● QUOTED PASSAGE:
How about using the lineTo() and arc() methods?
You can also use the quadraticCurveTo() method instead of the arc() method.
Juan, I made a slight improvement to your method to allow for changing each rectangle corner radius individually:
/**
* Draws a rounded rectangle using the current state of the canvas.
* If you omit the last three params, it will draw a rectangle
* outline with a 5 pixel border radius
* #param {Number} x The top left x coordinate
* #param {Number} y The top left y coordinate
* #param {Number} width The width of the rectangle
* #param {Number} height The height of the rectangle
* #param {Object} radius All corner radii. Defaults to 0,0,0,0;
* #param {Boolean} fill Whether to fill the rectangle. Defaults to false.
* #param {Boolean} stroke Whether to stroke the rectangle. Defaults to true.

● INSTRUCTION:
Resume the canvas rounded-rectangle discussion after its last line and carry it forward.

● DATASET EXCERPT:
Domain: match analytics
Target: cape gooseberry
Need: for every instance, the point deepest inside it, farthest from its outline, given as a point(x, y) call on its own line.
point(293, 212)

● SOLVED PROBLEM:
*/
CanvasRenderingContext2D.prototype.roundRect = function (x, y, width, height, radius, fill, stroke) {
var cornerRadius = { upperLeft: 0, upperRight: 0, lowerLeft: 0, lowerRight: 0 };
if (typeof stroke == "undefined") {
stroke = true;
}
if (typeof radius === "object") {
for (var side in radius) {
cornerRadius[side] = radius[side];
}
}
this.beginPath();
this.moveTo(x + cornerRadius.upperLeft, y);
this.lineTo(x + width - cornerRadius.upperRight, y);
this.quadraticCurveTo(x + width, y, x + width, y + cornerRadius.upperRight);
this.lineTo(x + width, y + height - cornerRadius.lowerRight);
this.quadraticCurveTo(x + width, y + height, x + width - cornerRadius.lowerRight, y + height);
this.lineTo(x + cornerRadius.lowerLeft, y + height);
this.quadraticCurveTo(x, y + height, x, y + height - cornerRadius.lowerLeft);
this.lineTo(x, y + cornerRadius.upperLeft);
this.quadraticCurveTo(x, y, x + cornerRadius.upperLeft, y);
this.closePath();
if (stroke) {
this.stroke();
}
if (fill) {
this.fill();
}
}
Use it like this:
var canvas = document.getElementById("canvas");
var c = canvas.getContext("2d");
c.fillStyle = "blue";
c.roundRect(50, 100, 50, 100, {upperLeft:10,upperRight:10}, true, true);
Good news everyone!
roundRect(x, y, width, height, radii); is now officially part of the Canvas 2D API.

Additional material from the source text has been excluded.